Task goal
In the rows below, how many lines contain the string "sign"? Reply with the number alone.

Supplied data
((

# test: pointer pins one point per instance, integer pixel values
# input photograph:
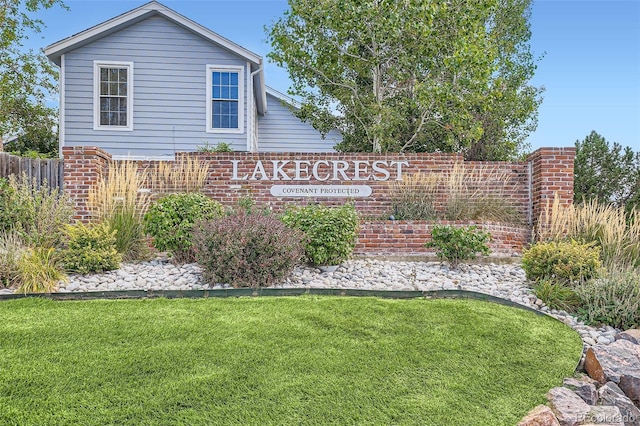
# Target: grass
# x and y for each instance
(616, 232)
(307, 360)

))
((

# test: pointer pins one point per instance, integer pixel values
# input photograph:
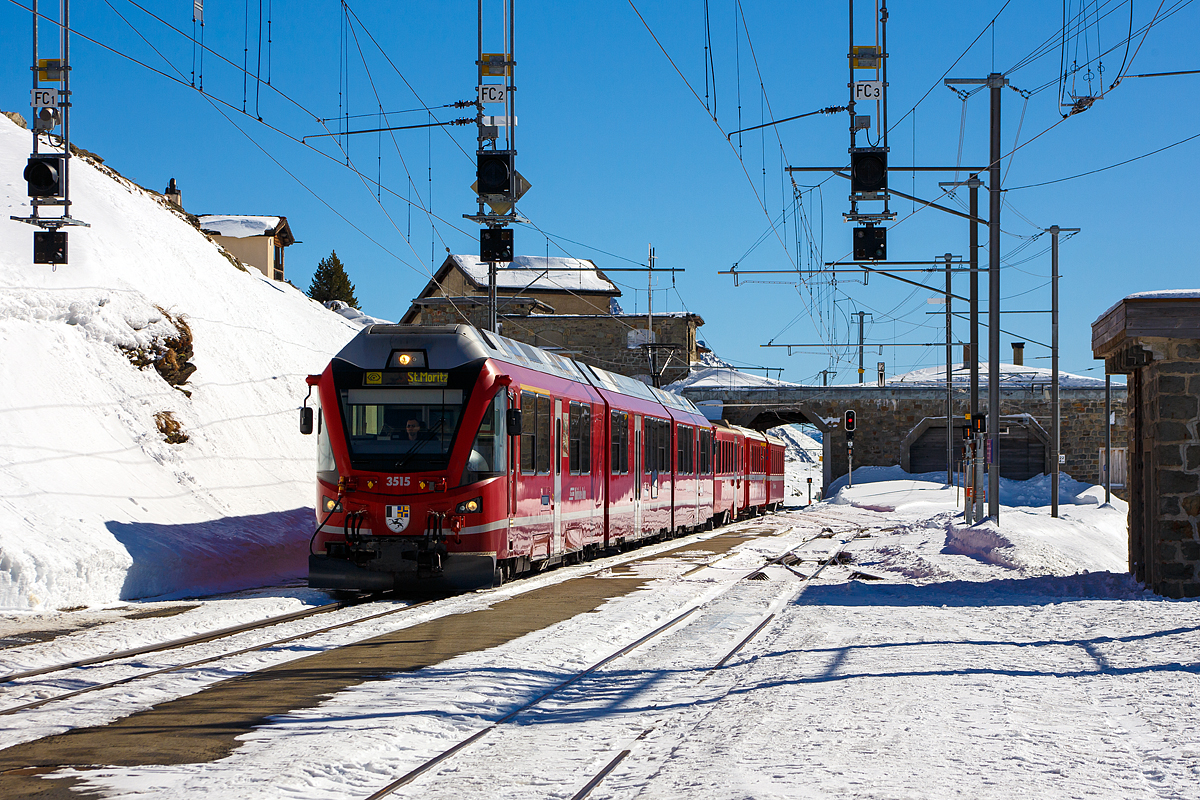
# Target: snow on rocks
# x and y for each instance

))
((

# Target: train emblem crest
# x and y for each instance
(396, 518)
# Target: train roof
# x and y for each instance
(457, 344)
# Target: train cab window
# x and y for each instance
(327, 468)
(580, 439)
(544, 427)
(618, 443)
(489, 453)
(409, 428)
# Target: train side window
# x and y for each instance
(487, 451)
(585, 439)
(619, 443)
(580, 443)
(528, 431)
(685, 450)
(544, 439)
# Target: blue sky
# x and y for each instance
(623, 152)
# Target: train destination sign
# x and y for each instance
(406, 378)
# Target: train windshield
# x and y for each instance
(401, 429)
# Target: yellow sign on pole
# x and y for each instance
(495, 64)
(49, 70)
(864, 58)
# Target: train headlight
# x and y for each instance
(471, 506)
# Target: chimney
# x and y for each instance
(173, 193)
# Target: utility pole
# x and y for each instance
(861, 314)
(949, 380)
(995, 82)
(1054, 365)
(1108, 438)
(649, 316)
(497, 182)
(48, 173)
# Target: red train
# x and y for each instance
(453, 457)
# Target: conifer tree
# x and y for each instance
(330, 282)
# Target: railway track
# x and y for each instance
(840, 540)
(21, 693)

))

Final result
2